*CHECK YOUR UNDERSTANDING*:
a) According to the lung microbiome abstract, why does the airway microbiome appear to trigger an immune response in the lung?
b) Can you rewrite the lung microbiome abstract's paragraph beginning "Microbes are readily cultured" as a bulleted list that keeps its main facts?
c) Does the lung microbiome abstract agree with each of these statements? (i) Bacterial culture reliably demonstrated resident bacteria in the lower airways. (ii) The most common microbes in the lower airways are also found in the upper airways. (iii) Subjects infected with human immunodeficiency virus have less Tropheryma whipplei in the lower airway.

*PASSAGE PROVIDED*:
• Ann Am Thorac Soc · Jan 2014

    Review

    Lung microbiome for clinicians. New discoveries about bugs in healthy and diseased lungs.

    • Leopoldo N Segal, William N Rom, and Michael D Weiden.
    • Division of Pulmonary, Critical Care, and Sleep Medicine, Department of Medicine, NYU Human Microbiome Program, New York University School of Medicine, New York, New York.
    • Ann Am Thorac Soc. 2014 Jan 1;11(1):108-16.

    AbstractMicrobes are readily cultured from epithelial surfaces of the skin, mouth, and colon. In the last 10 years, culture-independent DNA-based techniques demonstrated that much more complex microbial communities reside on most epithelial surfaces; this includes the lower airways, where bacterial culture had failed to reliably demonstrate resident bacteria. Exposure to a diverse bacterial environment is important for adequate immunological development. The most common microbes found in the lower airways are also found in the upper airways. Increasing abundance of oral characteristic taxa is associated with increased inflammatory cells and exhaled nitric oxide, suggesting that the airway microbiome induces an immunological response in the lung. Furthermore, rhinovirus infection leads to outgrowth of Haemophilus in patients with chronic obstructive pulmonary disease, and human immunodeficiency virus-infected subjects have more Tropheryma whipplei in the lower airway, suggesting a bidirectional interaction in which the host immune defenses also influence the microbial niche. Quantitative and/or qualitative changes in the lung microbiome may be relevant for disease progression and exacerbations in a number of pulmonary diseases. Future investigations with longitudinal follow-up to understand the dynamics of the lung microbiome may lead to the development of new therapeutic targets.

*GIVEN DATA*:
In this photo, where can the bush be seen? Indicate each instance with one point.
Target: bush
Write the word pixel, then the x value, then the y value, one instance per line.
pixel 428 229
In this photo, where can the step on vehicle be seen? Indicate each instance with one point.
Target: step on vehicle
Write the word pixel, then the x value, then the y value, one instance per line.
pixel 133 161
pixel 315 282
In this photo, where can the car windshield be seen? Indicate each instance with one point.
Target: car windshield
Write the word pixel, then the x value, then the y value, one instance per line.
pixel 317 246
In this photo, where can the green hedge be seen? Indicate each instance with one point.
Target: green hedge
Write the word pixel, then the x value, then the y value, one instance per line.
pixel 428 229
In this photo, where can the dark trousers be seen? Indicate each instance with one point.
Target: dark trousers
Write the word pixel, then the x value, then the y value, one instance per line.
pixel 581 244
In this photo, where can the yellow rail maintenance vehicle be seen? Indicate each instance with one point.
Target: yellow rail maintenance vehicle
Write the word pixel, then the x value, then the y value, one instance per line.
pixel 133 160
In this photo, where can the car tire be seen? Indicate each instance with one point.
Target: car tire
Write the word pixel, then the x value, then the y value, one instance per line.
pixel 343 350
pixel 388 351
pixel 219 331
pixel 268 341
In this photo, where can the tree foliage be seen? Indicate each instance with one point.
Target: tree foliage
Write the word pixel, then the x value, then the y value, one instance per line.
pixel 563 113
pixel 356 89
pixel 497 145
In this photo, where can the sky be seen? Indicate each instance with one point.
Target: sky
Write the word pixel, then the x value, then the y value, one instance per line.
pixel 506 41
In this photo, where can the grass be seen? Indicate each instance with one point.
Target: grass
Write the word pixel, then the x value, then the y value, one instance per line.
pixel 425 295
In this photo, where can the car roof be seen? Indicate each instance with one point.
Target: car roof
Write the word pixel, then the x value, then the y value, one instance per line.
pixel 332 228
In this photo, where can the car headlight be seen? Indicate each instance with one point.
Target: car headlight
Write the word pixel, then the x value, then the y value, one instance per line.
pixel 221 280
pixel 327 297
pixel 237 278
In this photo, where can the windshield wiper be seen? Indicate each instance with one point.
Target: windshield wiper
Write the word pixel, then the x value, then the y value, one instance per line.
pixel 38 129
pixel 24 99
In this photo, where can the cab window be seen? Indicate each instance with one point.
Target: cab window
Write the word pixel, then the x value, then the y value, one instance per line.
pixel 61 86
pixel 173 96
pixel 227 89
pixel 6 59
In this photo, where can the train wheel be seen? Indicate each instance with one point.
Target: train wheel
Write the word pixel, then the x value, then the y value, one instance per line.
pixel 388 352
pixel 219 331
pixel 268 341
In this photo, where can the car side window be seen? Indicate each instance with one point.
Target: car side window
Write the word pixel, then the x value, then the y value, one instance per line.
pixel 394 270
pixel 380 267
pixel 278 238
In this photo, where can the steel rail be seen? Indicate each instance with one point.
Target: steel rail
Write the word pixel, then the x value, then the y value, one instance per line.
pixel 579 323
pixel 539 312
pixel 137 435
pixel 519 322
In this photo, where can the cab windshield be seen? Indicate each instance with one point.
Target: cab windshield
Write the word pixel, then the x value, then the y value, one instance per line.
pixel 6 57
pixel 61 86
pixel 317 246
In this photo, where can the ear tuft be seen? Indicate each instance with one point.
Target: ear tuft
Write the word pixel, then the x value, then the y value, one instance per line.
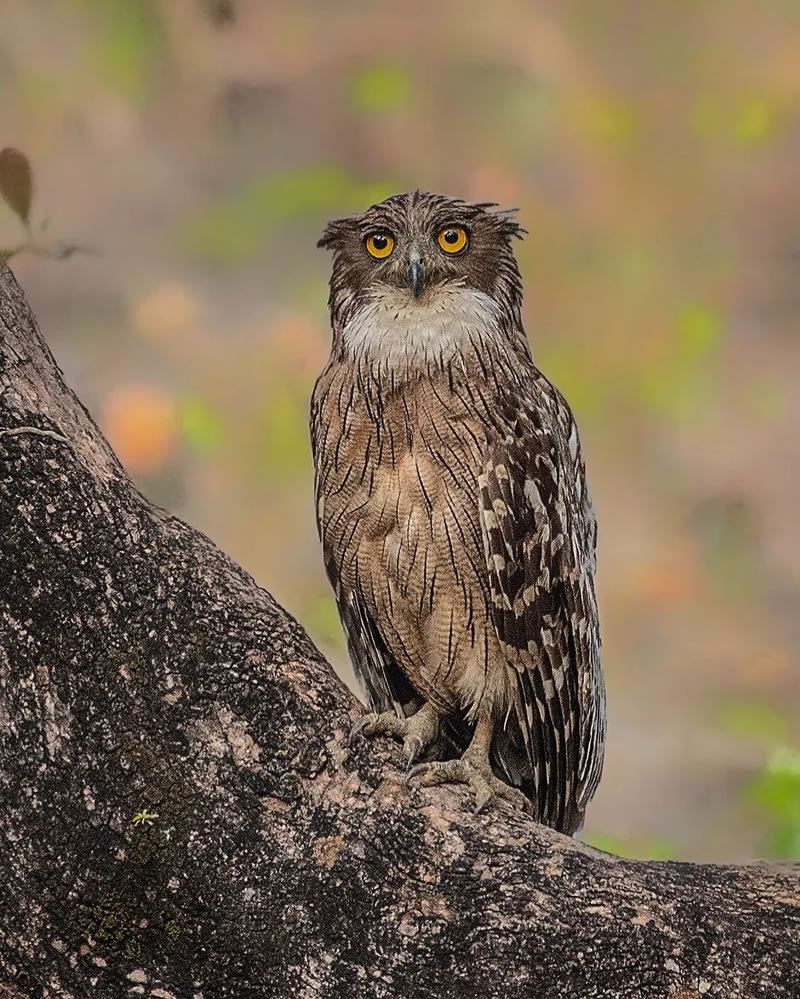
pixel 508 225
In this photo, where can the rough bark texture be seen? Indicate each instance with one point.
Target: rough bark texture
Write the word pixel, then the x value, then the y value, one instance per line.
pixel 141 670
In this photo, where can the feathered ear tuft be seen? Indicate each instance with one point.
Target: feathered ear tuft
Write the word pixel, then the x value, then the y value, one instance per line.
pixel 335 232
pixel 508 225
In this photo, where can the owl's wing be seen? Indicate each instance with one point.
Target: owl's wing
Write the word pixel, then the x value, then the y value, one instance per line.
pixel 539 536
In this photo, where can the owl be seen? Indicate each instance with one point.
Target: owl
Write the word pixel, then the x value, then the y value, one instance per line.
pixel 456 525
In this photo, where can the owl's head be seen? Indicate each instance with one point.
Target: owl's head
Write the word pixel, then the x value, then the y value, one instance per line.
pixel 419 250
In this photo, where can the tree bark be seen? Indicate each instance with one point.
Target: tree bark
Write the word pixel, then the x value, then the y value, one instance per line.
pixel 181 816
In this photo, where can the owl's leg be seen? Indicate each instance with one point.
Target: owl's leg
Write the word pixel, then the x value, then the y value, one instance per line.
pixel 474 770
pixel 417 733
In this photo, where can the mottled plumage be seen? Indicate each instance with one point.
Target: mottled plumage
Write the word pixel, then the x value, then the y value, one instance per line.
pixel 456 525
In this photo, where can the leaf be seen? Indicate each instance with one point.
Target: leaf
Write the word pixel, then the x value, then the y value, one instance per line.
pixel 381 88
pixel 16 182
pixel 200 425
pixel 753 721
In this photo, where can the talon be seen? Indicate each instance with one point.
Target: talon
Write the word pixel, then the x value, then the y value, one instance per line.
pixel 413 750
pixel 483 796
pixel 358 729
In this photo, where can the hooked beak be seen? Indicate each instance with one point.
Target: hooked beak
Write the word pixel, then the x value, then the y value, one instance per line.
pixel 416 274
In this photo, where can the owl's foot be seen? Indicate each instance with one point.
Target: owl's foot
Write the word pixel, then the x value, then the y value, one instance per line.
pixel 417 733
pixel 476 772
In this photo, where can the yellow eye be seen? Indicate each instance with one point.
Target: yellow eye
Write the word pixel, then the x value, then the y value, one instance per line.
pixel 380 245
pixel 453 239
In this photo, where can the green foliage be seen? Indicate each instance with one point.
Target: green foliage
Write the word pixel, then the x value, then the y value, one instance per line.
pixel 284 433
pixel 130 44
pixel 381 88
pixel 680 381
pixel 322 618
pixel 16 183
pixel 240 224
pixel 775 790
pixel 200 425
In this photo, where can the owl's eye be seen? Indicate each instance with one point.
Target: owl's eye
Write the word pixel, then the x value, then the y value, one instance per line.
pixel 380 245
pixel 453 239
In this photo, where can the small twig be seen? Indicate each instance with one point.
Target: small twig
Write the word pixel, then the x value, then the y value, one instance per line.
pixel 54 252
pixel 14 431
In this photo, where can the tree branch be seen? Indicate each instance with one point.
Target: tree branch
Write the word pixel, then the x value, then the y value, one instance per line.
pixel 180 814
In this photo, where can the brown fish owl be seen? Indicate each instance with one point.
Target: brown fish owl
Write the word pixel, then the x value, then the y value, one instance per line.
pixel 456 525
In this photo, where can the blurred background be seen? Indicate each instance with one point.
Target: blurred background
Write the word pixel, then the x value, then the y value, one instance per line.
pixel 193 150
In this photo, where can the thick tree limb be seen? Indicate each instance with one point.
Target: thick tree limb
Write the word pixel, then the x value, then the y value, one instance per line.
pixel 180 814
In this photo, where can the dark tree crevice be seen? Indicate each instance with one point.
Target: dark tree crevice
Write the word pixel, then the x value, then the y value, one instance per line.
pixel 180 815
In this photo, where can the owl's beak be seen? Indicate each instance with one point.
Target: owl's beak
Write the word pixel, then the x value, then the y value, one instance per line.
pixel 416 274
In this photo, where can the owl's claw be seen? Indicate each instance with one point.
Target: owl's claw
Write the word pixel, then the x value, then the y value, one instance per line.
pixel 477 775
pixel 417 733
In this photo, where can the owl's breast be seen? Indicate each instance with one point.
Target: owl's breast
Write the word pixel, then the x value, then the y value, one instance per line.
pixel 399 520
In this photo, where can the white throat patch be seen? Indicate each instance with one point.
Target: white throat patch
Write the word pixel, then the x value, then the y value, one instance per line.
pixel 400 334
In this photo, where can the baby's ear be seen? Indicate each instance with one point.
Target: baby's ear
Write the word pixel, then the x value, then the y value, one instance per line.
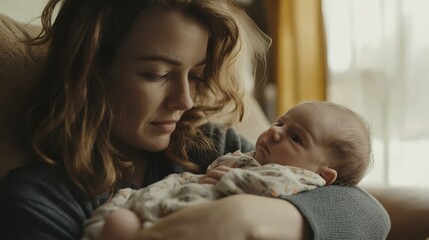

*ANSWERS FOR EACH ITEM*:
a) A greater abundance of taxa characteristic of the mouth is associated with more inflammatory cells and higher exhaled nitric oxide. The abstract takes this link as a sign that the airway microbiome induces an immunological response in the lung.

b)
- Microbes are easily cultured from the skin, mouth, and colon.
- Over the last 10 years, DNA-based methods that don't rely on culture have shown that much more complex microbial communities live on most epithelial surfaces. These surfaces include the lower airways, where culture had failed to reliably show resident bacteria.
- Exposure to a diverse bacterial environment matters for proper immune development.
- The most common lower-airway microbes are also found in the upper airways.
- More oral-type taxa go along with more inflammatory cells and higher exhaled nitric oxide. This suggests the airway microbiome provokes an immune response in the lung.
- Rhinovirus infection leads to outgrowth of Haemophilus in COPD patients, and HIV-infected subjects have more Tropheryma whipplei in the lower airway. This suggests that host immune defenses also shape the microbial niche, so the interaction runs both ways.
- Changes in the amount or type of lung microbes may matter for disease progression and exacerbations in several pulmonary diseases.
- Long-term follow-up studies of lung microbiome dynamics may lead to new therapeutic targets.

c)
(i) No: "where bacterial culture had failed to reliably demonstrate resident bacteria"
(ii) Yes: "The most common microbes found in the lower airways are also found in the upper airways."
(iii) No: "human immunodeficiency virus-infected subjects have more Tropheryma whipplei in the lower airway"